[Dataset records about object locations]
╔══
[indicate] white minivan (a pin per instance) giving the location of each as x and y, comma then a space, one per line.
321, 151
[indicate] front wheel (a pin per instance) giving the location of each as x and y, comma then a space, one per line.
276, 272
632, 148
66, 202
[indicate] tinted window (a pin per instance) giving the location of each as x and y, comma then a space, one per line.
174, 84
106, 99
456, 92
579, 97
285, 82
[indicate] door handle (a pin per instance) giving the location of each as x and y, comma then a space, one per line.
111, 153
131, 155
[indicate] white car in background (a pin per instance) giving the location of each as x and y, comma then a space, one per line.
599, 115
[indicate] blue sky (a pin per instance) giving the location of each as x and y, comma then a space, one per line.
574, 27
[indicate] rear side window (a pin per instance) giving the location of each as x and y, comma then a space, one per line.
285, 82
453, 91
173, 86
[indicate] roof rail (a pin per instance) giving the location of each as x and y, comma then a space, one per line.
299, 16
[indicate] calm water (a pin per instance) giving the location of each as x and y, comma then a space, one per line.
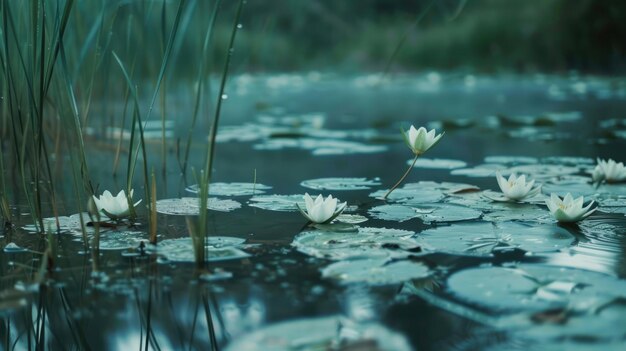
532, 287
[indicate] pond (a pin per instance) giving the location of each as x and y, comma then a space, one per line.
442, 264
╚══
[SHORT EXERCISE] Reproduce all of the material exactly, apart from the pictures.

[TASK ANSWER]
[indicate] white minivan (a pin per instance) giving the location of each as x and y, comma then a space, one per line.
321, 151
[indicate] front wheel (a pin per instance) giving the location of each as x and y, comma then a space, one per line.
276, 272
632, 148
66, 202
[indicate] tinted window (a pin per instance) giving the location of each as x and y, comma then a space, one per line.
174, 84
106, 99
456, 92
579, 97
285, 82
[indicate] door handle (a pin per instance) giving the location of each as x and y, comma then a space, one per line.
111, 153
131, 155
[indicate] white car in background (a pin per instance) giving the location of each as x and y, comma then a space, one per line.
599, 115
[indicate] blue sky (a pin per instance) giving the location of each as x and y, comma then a space, one per line.
574, 27
[indicate] rear side window (a pin per instance) giving the location of each as x and y, comma then a space, one per line.
285, 82
453, 91
173, 86
[indicate] roof rail (a pin per instance) giving the location of each as x and y, comma then a space, one per line.
299, 16
[indicate] calm water (a pin per instance) giving the location of each as x and y, comma then a space, one per line.
532, 287
[indicate] pond (a pin per instance) giving the location of each as x and y, comma then a space, one per line.
442, 264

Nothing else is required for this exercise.